## Instruction
Reproduce these lines with "integer pixel coordinates" swapped for "whole-number pixel coordinates" everywhere it occurs and everything else left as is. Omit the pictures from your answer.

## Material provided
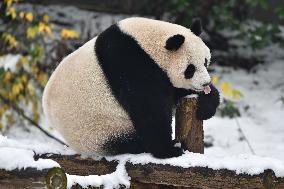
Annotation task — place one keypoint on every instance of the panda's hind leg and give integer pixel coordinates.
(128, 143)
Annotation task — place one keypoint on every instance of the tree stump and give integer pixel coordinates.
(189, 130)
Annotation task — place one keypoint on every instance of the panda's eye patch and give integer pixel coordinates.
(206, 62)
(189, 72)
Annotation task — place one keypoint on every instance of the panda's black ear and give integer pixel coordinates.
(174, 42)
(196, 27)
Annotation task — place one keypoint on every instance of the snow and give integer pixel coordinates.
(262, 123)
(242, 163)
(17, 158)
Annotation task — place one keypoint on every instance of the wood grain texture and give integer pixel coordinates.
(156, 175)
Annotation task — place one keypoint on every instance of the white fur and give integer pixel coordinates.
(78, 101)
(79, 104)
(152, 36)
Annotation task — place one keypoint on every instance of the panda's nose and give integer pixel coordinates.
(206, 84)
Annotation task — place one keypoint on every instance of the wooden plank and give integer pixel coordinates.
(156, 175)
(189, 130)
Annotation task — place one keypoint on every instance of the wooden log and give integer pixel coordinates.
(155, 175)
(189, 130)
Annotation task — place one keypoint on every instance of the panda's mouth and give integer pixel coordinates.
(205, 89)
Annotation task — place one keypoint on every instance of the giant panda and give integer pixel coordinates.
(116, 93)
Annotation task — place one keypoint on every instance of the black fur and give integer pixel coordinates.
(143, 90)
(141, 87)
(196, 27)
(189, 72)
(174, 42)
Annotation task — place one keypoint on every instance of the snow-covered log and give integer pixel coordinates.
(189, 171)
(142, 176)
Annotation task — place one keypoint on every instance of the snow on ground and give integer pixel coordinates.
(262, 123)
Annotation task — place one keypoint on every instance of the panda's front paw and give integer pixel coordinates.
(207, 104)
(169, 153)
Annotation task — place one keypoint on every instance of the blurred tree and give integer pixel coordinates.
(25, 38)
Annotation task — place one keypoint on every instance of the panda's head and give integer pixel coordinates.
(176, 49)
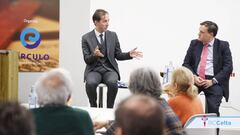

## The completed task
Annotation task — place one keypoint on every instance of the panda's hind leg and give whole-number pixel coordinates.
(128, 143)
Annotation task — place one keypoint on every instance of the tree stump and give whole-number pixel coordinates.
(189, 130)
Annotation task — place one keypoint on every instance of the panda's eye patch and give whole-number pixel coordinates.
(206, 62)
(189, 72)
Annotation task — place one keypoint on every instance of the panda's black ear and give whole-number pixel coordinates.
(174, 42)
(196, 27)
Annotation task — place one keypoint on every instance of the snow and give whole-number pixel coordinates.
(262, 123)
(242, 163)
(17, 158)
Annotation task — place one keypoint on every instance of the wood grain texture and give whole-number pixel coordinates.
(156, 175)
Annotation task — place one keypoint on every instance of the white fur and give whole-number pixel coordinates.
(78, 101)
(79, 104)
(152, 36)
Annotation task — place one keypoint on every instance of the panda's nose and give whole-number pixel coordinates.
(206, 84)
Annotation task — place one keypoint on every instance of the wooden plank and give whole-number pixel coordinates.
(156, 175)
(189, 130)
Annotation task — place one keypoint on every instance of the wooden log and give whole-number pixel coordinates.
(155, 175)
(189, 130)
Annotation task — place one keypoint on every instance of the panda's mouth and give whole-number pixel coordinates.
(205, 89)
Annotation task — place one keypoint on every instance of the giant panda and give whole-number pixel coordinates.
(116, 93)
Annotation task — place one keypoint on every instance of the black fur and give whole-number pixel coordinates.
(143, 90)
(141, 87)
(196, 27)
(189, 72)
(174, 42)
Annotation task — place one keypoint on every instance of the snow-covered log and give whole-number pixel coordinates.
(189, 171)
(142, 176)
Annotation task — place one keypoint on every instance of the snow on ground and give whole-number pixel coordinates.
(262, 123)
Annotation task — place one keypoint on every instance of the panda's front paw and give whole-number pixel coordinates.
(207, 104)
(169, 153)
Annotation task — place one keypoint on every instance of the blurred tree and give whole-number pixel coordinates.
(25, 38)
Annotation task — place one keypoint on every instance of the panda's head and give whole-number pixel coordinates.
(176, 49)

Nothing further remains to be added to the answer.